Excerpted data:
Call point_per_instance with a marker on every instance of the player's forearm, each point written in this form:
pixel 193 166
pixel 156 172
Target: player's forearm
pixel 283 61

Directive: Render every line of the listing above as a JSON list of strings, one string per line, and omit blank lines.

Exercise solution:
[
  "Call point_per_instance with a marker on every instance of the player's forearm, each point written in this form:",
  "pixel 193 166",
  "pixel 156 172",
  "Target: player's forearm",
  "pixel 283 61"
]